## DIRECTIVE
Nothing but the lines from the one containing "[spot] the black trousers, one" through the last line should be written out, please, exactly as they stand.

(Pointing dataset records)
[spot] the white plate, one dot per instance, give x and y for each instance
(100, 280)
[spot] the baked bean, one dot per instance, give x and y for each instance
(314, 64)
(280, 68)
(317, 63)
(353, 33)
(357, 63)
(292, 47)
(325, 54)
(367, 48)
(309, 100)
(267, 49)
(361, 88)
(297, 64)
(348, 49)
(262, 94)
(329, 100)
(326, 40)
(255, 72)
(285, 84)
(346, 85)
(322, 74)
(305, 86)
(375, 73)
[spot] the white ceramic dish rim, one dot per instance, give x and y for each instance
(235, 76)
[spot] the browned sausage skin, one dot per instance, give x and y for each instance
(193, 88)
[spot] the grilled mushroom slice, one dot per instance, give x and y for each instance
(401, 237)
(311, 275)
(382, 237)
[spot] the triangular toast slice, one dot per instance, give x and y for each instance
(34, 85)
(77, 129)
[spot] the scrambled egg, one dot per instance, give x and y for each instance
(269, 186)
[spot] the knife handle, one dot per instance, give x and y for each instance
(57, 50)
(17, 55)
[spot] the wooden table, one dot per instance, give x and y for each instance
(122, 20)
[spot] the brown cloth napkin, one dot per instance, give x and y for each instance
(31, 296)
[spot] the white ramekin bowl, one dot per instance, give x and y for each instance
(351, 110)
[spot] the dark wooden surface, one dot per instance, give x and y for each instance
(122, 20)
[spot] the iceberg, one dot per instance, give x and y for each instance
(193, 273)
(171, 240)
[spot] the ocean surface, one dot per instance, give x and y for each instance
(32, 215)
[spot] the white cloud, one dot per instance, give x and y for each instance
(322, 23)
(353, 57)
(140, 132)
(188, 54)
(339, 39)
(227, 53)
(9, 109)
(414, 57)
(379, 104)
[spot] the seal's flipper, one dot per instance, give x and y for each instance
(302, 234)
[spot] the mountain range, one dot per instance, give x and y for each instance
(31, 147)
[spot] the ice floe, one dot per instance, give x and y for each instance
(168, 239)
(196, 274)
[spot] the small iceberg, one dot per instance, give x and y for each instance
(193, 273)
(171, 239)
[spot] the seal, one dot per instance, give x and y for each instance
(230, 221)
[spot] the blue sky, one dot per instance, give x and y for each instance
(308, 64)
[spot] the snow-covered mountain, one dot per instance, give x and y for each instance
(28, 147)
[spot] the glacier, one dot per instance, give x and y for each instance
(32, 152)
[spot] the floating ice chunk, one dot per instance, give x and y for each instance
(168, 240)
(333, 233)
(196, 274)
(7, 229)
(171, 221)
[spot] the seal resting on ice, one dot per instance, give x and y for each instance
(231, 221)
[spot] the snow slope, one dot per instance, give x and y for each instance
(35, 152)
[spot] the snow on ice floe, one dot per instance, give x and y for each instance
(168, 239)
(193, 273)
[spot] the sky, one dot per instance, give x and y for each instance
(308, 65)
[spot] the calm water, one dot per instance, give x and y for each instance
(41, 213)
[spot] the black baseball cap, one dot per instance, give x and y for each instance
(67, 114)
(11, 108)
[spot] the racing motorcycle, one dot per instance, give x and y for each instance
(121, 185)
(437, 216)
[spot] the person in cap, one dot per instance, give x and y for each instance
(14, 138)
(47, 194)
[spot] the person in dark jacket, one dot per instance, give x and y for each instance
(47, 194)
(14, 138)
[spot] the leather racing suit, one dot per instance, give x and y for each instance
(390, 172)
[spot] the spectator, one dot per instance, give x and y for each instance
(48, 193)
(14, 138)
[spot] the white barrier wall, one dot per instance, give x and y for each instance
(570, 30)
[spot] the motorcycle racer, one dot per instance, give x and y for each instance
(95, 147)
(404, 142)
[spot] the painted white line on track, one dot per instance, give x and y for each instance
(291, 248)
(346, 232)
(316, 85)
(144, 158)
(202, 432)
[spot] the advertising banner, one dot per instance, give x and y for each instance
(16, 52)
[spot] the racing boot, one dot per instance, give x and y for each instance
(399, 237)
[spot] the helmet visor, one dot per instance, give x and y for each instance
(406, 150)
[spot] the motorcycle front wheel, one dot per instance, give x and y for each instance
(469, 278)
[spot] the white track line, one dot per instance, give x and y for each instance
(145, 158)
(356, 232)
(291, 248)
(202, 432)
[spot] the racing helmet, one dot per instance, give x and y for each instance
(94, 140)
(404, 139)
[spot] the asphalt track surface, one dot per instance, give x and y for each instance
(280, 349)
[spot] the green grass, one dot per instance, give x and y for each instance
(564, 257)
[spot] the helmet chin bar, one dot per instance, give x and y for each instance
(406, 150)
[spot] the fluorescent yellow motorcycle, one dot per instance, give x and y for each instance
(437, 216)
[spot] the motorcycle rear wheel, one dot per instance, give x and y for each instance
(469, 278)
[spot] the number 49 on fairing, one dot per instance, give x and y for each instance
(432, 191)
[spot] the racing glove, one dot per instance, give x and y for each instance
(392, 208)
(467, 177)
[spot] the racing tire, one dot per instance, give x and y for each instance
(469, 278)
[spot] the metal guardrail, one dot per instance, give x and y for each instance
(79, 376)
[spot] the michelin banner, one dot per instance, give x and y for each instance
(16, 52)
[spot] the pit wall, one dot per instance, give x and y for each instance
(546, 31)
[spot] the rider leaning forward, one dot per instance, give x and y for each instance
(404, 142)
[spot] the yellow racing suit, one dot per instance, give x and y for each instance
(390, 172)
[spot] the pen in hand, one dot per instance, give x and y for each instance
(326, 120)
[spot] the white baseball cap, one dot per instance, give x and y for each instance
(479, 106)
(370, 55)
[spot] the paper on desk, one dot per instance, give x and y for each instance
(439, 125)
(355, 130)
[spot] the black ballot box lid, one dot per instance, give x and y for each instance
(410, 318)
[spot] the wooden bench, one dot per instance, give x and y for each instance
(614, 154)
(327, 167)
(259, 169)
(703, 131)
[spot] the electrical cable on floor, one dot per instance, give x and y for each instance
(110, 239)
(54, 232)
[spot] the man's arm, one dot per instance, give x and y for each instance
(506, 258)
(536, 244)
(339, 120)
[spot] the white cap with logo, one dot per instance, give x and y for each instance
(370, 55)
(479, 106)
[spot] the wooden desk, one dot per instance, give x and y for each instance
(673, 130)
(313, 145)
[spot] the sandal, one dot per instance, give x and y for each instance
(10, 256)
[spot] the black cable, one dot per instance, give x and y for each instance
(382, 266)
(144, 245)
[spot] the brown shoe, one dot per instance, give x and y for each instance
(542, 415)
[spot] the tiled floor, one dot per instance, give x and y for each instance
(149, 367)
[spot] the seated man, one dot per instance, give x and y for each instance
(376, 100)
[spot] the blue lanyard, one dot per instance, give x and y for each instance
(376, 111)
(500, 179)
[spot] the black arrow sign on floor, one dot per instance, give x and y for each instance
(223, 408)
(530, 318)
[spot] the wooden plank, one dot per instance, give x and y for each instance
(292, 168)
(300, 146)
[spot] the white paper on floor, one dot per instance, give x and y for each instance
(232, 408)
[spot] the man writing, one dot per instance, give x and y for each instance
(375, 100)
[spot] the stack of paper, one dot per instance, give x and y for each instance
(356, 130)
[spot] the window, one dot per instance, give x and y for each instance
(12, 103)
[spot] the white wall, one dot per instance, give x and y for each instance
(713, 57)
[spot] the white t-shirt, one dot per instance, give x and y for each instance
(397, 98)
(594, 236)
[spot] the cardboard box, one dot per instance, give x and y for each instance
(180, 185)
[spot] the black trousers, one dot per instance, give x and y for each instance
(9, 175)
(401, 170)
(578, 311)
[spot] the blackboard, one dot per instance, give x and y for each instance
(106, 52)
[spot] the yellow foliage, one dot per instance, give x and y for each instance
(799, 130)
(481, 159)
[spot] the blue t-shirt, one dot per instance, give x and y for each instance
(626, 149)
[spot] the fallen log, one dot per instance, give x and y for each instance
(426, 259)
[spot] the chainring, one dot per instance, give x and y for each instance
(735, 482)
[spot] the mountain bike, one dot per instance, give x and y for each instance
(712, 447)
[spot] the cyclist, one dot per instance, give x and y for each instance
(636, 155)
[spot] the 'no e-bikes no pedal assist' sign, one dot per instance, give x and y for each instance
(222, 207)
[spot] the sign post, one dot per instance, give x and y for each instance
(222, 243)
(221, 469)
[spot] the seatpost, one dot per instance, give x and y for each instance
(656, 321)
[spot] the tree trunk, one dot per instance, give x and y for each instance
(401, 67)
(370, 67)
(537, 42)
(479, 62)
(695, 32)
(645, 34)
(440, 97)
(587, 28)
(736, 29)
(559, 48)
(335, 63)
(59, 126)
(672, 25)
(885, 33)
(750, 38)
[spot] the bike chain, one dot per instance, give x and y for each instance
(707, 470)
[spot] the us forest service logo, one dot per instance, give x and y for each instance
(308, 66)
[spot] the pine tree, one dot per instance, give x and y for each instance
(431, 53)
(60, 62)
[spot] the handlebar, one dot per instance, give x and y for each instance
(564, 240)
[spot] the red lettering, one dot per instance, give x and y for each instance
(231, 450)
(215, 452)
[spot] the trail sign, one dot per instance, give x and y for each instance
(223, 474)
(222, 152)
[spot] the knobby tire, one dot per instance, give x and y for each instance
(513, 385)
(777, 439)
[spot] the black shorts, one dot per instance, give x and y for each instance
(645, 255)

## ANSWER
[spot] the black trousers, one dot per instance, give x and y for each instance
(9, 175)
(401, 170)
(578, 311)
[spot] the blackboard, one dot per instance, give x and y for each instance
(106, 52)
[spot] the yellow foliage, one dot per instance, give x and y for each instance
(799, 130)
(481, 159)
[spot] the blue t-shirt, one dot per instance, give x and y for each instance
(626, 149)
[spot] the fallen log, one dot per instance, give x and y for each instance
(426, 259)
[spot] the chainring, one dot per instance, give x and y for each instance
(735, 482)
[spot] the mountain bike, one dot per instance, give x and y for each instance
(712, 447)
[spot] the cyclist, one dot per instance, give x and y for each instance
(636, 155)
[spot] the 'no e-bikes no pedal assist' sign, one dot per instance, give x and y for each instance
(222, 207)
[spot] the sign post, one dot per instance, give x and y for each instance
(222, 243)
(221, 469)
[spot] the seatpost, one dot per instance, give x and y for each instance
(656, 321)
[spot] the tree trunk, one dot per instance, give x and y for each instance
(401, 67)
(370, 67)
(537, 42)
(479, 62)
(695, 32)
(645, 34)
(440, 97)
(587, 28)
(736, 29)
(559, 48)
(335, 63)
(59, 126)
(672, 25)
(885, 33)
(750, 38)
[spot] the bike chain, one dot per instance, give x and y for each instance
(707, 470)
[spot] the us forest service logo, one dot per instance, give x and y for each instance
(308, 66)
[spot] the pine tree, one dot per instance, give x and y for each instance
(431, 53)
(60, 62)
[spot] the handlebar, one dot per instance, give x and y for each instance
(564, 240)
[spot] the red lettering, one dot per instance, give x and y for each instance
(231, 450)
(215, 452)
[spot] the trail sign, one dot per instance, give x and y for each instance
(223, 474)
(222, 152)
[spot] the knobby tire, one dot per instance, give x and y for each instance
(513, 385)
(777, 439)
[spot] the black shorts, one dot per instance, give x and y for each instance
(645, 255)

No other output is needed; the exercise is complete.